◆ **Short task**: Rewrite all the records below as a Markdown table with two columns, Row and Line. Number each row and omit any blank lines.

◆ **Records for this exercise**:
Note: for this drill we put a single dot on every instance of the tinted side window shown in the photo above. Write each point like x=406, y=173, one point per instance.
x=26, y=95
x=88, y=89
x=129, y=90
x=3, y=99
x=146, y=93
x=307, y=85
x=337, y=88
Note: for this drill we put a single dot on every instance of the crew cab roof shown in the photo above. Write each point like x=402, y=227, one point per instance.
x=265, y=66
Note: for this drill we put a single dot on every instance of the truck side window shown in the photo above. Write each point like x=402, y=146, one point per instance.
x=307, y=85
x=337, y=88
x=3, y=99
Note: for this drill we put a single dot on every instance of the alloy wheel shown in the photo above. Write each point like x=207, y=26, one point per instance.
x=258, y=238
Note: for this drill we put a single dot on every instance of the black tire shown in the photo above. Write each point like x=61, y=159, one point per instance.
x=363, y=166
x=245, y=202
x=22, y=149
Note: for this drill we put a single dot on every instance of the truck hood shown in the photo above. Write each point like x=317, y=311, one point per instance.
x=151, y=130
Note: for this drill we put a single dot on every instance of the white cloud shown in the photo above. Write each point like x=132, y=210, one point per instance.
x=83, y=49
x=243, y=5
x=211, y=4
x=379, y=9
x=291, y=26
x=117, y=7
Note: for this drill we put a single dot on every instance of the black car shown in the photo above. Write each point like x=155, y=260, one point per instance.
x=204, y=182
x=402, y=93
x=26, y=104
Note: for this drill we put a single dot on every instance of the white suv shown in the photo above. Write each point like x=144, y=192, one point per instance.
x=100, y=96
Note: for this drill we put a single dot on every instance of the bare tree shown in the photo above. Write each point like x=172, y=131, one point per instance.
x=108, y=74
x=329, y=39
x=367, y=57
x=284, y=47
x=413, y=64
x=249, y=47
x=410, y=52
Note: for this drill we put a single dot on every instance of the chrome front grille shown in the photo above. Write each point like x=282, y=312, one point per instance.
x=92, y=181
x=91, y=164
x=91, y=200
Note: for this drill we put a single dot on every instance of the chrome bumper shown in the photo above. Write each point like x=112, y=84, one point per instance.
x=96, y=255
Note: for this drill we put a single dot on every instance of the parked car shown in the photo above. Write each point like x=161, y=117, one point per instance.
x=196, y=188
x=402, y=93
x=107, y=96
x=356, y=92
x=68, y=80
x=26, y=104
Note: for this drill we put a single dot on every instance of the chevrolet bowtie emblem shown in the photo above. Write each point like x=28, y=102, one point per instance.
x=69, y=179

◆ **The completed task**:
| Row | Line |
|---|---|
| 1 | Note: for this drill we put a single dot on every instance of the tinted side window shown in the photo above. Write each point like x=406, y=173, one point per instance. |
| 2 | x=26, y=95 |
| 3 | x=88, y=89 |
| 4 | x=129, y=90 |
| 5 | x=3, y=99 |
| 6 | x=146, y=93 |
| 7 | x=307, y=85 |
| 8 | x=337, y=88 |
| 9 | Note: for this drill we put a single dot on every instance of the crew cab roof shown in the photo above. Write each point like x=402, y=227, one point per instance. |
| 10 | x=265, y=66 |
| 11 | Note: for this drill we put a single dot on every instance of the truck side window shown in the photo above. Write each point like x=402, y=146, one point per instance. |
| 12 | x=307, y=85 |
| 13 | x=337, y=88 |
| 14 | x=3, y=99 |
| 15 | Note: for this drill we put a single dot on every instance of the alloy wheel shown in the photo above. Write each point like x=207, y=26, one point per instance. |
| 16 | x=258, y=238 |
| 17 | Note: for this drill we put a single dot on every instance of the black tire shown in the photo above. Write each point like x=61, y=159, one point per instance. |
| 18 | x=363, y=166 |
| 19 | x=245, y=202 |
| 20 | x=22, y=149 |
| 21 | Note: for this drill we put a single dot on every instance of the truck hood shown in the photo above. Write each point like x=317, y=311, one point per instance. |
| 22 | x=151, y=130 |
| 23 | Note: for this drill we put a single dot on every instance of the white cloud shown in the photo above. Write each point like x=132, y=210, one point per instance. |
| 24 | x=83, y=49 |
| 25 | x=243, y=5 |
| 26 | x=211, y=4 |
| 27 | x=379, y=9 |
| 28 | x=291, y=26 |
| 29 | x=117, y=7 |
| 30 | Note: for this drill we put a single dot on every instance of the black car shown in the photo above. Write each point like x=155, y=260, one point per instance. |
| 31 | x=204, y=182 |
| 32 | x=402, y=93 |
| 33 | x=26, y=104 |
| 34 | Note: for this drill we put a single dot on every instance of the white suv shown in the photo above. Write each point like x=144, y=192, one point per instance. |
| 35 | x=100, y=96 |
| 36 | Note: for this drill we put a single dot on every instance of the bare tree shown in the photo above. Write each point like x=172, y=131, one point per instance. |
| 37 | x=108, y=74 |
| 38 | x=329, y=39 |
| 39 | x=367, y=57 |
| 40 | x=284, y=47 |
| 41 | x=413, y=64 |
| 42 | x=249, y=47 |
| 43 | x=410, y=52 |
| 44 | Note: for this drill we put a single dot on every instance of the chrome front grille shown in the photo above. Write each point like x=282, y=312, one point per instance. |
| 45 | x=92, y=181 |
| 46 | x=91, y=164 |
| 47 | x=91, y=200 |
| 48 | Note: for this drill we put a single dot on every instance of the chrome bumper shown in the photo above. Write each point like x=112, y=84, one point per instance. |
| 49 | x=96, y=255 |
| 50 | Note: for this drill we put a single dot on every instance of the parked car shown in the photo above. Write each point like x=161, y=117, one point per instance. |
| 51 | x=196, y=188 |
| 52 | x=402, y=93 |
| 53 | x=107, y=96 |
| 54 | x=356, y=92 |
| 55 | x=68, y=80 |
| 56 | x=26, y=104 |
| 57 | Note: for this drill we put a single dot on every instance of the chevrolet bowtie emblem shown in the photo above. Write each point like x=28, y=102, one point per instance. |
| 58 | x=69, y=179 |